Action item: For the entries that follow, restate word for word the line containing "as [[216, 52]].", the line containing "as [[202, 142]].", and every line that lies between them.

(Dataset excerpts)
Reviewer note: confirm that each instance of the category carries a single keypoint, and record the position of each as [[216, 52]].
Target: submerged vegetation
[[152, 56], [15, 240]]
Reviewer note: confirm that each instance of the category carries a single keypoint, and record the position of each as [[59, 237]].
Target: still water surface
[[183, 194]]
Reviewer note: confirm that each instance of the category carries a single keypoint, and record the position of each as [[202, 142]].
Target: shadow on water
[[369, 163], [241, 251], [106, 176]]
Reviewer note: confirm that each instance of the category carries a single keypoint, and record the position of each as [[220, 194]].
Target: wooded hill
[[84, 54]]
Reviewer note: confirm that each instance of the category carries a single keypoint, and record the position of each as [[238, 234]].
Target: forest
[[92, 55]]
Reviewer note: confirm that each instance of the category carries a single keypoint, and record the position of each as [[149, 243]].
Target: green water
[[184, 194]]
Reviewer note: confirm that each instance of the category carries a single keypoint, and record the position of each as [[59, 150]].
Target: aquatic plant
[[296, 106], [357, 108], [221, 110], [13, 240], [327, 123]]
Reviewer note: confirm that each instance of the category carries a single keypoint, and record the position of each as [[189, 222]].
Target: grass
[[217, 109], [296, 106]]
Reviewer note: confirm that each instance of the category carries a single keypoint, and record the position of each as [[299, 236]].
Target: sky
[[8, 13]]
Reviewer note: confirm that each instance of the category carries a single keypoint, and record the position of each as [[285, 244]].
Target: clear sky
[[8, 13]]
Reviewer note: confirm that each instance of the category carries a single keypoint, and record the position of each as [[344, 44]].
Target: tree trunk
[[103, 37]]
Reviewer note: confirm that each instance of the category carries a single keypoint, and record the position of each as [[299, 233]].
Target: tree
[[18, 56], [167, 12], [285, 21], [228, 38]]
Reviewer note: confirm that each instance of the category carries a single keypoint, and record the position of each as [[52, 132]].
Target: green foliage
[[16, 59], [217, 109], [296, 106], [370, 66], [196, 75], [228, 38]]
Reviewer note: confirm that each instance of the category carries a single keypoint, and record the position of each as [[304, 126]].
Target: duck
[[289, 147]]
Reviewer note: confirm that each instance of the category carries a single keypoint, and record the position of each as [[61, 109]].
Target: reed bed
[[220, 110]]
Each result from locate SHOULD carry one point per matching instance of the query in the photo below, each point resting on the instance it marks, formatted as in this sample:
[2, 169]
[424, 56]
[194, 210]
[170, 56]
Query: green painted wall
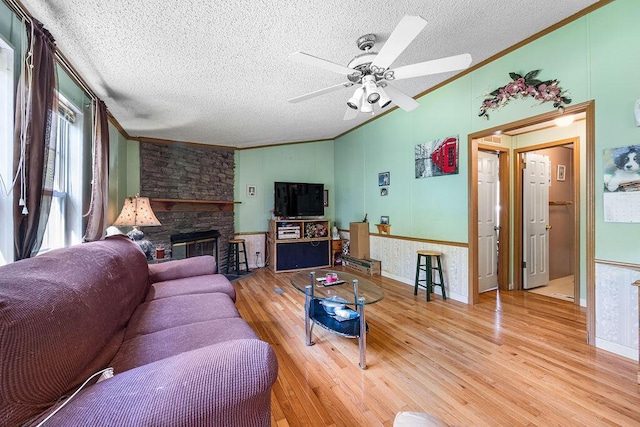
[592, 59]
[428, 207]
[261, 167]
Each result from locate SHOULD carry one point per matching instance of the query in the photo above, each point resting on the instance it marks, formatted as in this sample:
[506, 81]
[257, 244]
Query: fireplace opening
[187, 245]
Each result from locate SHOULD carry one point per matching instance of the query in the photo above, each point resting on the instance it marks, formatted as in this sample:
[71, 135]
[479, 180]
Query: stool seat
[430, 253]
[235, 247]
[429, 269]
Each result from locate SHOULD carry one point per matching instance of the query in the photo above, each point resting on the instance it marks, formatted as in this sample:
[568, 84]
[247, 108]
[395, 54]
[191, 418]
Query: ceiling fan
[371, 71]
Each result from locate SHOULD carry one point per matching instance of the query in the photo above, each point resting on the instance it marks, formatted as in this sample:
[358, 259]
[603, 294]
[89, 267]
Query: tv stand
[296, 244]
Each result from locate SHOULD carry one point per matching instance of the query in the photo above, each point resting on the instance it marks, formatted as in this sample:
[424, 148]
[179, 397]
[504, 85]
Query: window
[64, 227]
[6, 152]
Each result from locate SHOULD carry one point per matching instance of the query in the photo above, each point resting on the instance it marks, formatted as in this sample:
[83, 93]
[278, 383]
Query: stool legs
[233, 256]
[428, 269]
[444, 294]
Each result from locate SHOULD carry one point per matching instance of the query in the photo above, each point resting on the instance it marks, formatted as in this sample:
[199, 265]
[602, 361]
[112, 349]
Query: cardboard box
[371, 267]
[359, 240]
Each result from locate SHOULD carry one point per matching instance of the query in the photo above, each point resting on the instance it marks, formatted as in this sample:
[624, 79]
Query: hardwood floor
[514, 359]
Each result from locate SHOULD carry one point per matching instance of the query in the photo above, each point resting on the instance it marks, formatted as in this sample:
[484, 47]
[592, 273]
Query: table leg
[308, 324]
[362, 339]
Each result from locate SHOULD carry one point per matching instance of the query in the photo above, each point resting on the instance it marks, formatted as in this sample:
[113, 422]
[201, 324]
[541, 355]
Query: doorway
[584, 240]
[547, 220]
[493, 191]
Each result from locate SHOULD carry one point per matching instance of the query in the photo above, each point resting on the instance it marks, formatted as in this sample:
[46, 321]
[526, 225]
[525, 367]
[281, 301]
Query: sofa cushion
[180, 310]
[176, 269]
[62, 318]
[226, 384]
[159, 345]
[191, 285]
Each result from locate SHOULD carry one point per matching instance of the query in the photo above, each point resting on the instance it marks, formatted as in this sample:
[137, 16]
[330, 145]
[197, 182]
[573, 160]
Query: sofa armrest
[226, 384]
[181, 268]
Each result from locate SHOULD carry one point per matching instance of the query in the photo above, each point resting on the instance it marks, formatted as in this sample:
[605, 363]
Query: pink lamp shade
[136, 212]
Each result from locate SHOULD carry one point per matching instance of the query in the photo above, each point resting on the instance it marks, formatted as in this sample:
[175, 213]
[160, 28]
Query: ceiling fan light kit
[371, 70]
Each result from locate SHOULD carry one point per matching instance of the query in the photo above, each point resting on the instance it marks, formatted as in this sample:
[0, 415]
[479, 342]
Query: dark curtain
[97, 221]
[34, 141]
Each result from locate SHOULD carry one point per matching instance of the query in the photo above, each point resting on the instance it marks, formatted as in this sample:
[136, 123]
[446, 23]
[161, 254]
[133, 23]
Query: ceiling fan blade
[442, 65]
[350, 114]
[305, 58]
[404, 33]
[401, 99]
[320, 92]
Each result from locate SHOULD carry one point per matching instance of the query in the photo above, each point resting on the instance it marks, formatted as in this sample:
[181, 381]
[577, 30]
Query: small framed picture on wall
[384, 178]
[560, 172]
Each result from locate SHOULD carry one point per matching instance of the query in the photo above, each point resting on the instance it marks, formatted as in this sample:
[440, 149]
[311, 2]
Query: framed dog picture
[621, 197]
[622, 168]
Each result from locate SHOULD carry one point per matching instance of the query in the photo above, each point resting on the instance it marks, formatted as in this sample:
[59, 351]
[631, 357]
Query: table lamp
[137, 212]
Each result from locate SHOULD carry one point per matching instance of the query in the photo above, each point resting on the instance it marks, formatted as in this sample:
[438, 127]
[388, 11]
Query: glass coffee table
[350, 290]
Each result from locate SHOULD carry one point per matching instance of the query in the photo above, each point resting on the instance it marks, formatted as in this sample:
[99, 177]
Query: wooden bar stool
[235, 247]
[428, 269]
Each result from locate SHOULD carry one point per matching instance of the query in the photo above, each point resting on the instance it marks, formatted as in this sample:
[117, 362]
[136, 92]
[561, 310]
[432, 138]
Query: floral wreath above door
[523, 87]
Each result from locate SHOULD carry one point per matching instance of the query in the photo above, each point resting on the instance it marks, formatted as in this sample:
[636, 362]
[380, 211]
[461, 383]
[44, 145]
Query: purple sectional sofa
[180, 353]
...
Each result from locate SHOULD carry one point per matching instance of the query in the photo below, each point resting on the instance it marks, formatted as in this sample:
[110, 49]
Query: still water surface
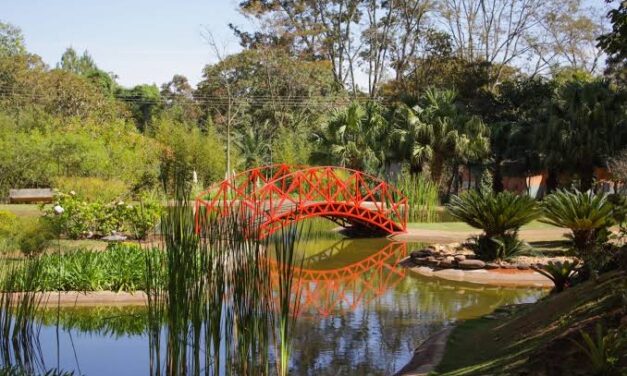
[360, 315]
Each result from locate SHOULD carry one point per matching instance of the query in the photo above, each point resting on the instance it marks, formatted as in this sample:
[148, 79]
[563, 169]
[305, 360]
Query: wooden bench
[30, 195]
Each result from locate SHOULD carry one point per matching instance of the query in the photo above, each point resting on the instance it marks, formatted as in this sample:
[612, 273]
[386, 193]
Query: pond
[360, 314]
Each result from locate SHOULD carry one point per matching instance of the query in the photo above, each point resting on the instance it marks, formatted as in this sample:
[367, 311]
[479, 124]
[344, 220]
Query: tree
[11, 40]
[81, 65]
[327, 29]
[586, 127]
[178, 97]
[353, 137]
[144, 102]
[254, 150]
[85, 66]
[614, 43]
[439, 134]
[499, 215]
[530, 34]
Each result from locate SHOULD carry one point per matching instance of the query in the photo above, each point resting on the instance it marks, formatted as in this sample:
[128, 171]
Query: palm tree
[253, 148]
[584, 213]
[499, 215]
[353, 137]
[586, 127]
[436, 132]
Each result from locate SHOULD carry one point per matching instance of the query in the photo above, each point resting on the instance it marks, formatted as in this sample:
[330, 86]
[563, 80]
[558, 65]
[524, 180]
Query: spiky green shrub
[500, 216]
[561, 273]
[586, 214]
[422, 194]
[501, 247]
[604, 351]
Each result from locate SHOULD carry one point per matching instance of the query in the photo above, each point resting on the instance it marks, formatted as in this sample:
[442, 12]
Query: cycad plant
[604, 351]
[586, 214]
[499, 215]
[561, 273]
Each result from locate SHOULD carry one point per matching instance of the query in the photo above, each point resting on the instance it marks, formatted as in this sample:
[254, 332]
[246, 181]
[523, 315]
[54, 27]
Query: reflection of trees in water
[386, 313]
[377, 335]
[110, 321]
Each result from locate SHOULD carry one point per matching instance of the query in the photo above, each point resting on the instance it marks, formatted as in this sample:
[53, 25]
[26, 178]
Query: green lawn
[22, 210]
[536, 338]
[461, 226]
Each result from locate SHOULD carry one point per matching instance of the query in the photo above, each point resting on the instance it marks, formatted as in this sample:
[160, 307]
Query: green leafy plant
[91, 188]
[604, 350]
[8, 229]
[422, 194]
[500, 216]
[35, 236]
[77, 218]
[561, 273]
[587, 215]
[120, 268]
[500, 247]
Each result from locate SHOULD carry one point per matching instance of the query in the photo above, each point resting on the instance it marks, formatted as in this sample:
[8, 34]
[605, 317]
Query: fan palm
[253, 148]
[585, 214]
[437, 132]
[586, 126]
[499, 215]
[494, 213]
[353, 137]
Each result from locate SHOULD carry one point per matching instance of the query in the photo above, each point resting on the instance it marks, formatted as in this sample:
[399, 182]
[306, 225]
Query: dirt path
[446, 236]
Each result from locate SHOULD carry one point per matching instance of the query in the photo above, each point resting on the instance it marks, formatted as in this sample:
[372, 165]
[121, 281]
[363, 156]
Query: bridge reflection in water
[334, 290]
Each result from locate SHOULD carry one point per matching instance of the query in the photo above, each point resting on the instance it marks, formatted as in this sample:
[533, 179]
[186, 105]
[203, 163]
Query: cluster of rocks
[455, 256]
==
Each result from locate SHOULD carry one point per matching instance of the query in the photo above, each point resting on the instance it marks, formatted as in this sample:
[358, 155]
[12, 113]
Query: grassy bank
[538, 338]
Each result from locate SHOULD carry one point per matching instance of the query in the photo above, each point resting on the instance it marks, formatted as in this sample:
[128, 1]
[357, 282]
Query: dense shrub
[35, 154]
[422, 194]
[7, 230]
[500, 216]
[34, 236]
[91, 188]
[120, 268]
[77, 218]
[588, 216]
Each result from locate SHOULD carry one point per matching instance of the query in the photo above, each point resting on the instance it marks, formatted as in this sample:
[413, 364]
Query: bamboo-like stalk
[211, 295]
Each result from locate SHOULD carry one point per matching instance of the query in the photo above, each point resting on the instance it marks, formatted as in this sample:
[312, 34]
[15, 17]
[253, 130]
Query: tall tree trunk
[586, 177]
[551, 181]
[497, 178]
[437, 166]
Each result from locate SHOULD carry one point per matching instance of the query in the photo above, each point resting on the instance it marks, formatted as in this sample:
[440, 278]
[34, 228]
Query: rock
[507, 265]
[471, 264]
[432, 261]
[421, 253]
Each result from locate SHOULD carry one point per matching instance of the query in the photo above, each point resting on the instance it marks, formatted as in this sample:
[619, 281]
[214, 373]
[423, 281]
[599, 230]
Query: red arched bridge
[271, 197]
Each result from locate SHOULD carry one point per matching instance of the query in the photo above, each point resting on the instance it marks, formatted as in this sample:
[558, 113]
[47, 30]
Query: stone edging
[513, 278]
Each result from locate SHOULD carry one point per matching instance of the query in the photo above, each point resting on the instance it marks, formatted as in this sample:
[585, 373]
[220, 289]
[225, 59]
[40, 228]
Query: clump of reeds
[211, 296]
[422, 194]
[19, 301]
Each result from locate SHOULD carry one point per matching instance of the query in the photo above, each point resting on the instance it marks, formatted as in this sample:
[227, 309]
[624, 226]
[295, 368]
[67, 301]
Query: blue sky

Output of the task:
Reviewer note: confirm that each instance of the category carries a single keypoint, and record the position of each as [[216, 52]].
Target: submerged vegetation
[[152, 56], [15, 240]]
Reviewer note: confirm that each instance of the category carries a single keypoint, and record the position of each as [[59, 237]].
Target: still water surface
[[183, 194]]
Reviewer note: confirm that each instance of the category carries a single keypoint, and record the position of each as [[202, 142]].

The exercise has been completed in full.